### Written instruction 1:
From the passage on social and governance investing, extract the text from "Governance Investments" up to and including "marketplace, for example.".
### Written instruction 2:
In the passage on social and governance investing, what did Toms shoes begin by providing?

Examples of social investment options include Toms shoes, who began by providing one free pair of shoes for every pair bought. Alternatively, Brewdog is a beer company with registered B Corp status working towards reduced inequality through the living wage scheme.
One unique benefit of investment into social enterprises is the cyclical nature of the investment loop. Where projects succeed, the profits can be recycled to grow these organisations, leading to scaled social impact.
Governance Investments
Governance investment opportunities are focused on the legal, regulatory and compliant impacts of your financial decisions. As financial planner Lisa Footes says:
“Responsible investing is about ‘doing the right thing’, encouraging sustainability and contributing to positive, lasting change”.
Governance is exactly this: it delves into the decision-making process behind actions at a company and encourages investors to consider which are more fair or just than others. Asset allocation might depend on the governance budget of a company, alongside it’s transparency in the marketplace, for example.

### Rows:
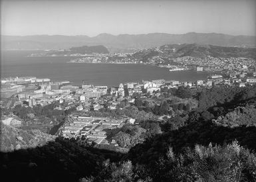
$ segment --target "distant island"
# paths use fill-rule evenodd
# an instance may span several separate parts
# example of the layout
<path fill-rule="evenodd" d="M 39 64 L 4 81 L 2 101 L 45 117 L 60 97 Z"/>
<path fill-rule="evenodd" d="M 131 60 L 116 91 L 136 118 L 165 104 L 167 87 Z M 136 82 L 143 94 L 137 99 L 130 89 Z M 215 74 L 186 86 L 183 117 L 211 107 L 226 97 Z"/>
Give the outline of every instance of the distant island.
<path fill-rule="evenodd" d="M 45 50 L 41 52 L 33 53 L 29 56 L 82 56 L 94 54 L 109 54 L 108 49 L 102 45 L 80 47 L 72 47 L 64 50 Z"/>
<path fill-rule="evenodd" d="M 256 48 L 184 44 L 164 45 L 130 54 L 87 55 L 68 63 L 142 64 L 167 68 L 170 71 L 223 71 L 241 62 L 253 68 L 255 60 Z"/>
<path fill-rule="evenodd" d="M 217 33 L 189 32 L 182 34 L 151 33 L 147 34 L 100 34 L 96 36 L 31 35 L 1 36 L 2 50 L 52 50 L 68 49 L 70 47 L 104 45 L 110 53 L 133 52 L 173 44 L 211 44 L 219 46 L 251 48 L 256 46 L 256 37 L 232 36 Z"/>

--

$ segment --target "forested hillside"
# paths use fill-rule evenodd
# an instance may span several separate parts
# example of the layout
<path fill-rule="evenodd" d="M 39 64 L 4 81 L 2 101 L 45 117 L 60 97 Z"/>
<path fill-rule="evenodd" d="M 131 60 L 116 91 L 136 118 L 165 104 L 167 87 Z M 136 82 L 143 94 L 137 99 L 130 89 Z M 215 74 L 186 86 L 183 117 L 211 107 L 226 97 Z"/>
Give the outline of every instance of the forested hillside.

### Task answer 1:
Governance Investments
Governance investment opportunities are focused on the legal, regulatory and compliant impacts of your financial decisions. As financial planner Lisa Footes says:
“Responsible investing is about ‘doing the right thing’, encouraging sustainability and contributing to positive, lasting change”.
Governance is exactly this: it delves into the decision-making process behind actions at a company and encourages investors to consider which are more fair or just than others. Asset allocation might depend on the governance budget of a company, alongside it’s transparency in the marketplace, for example.

### Task answer 2:
One free pair of shoes for every pair bought.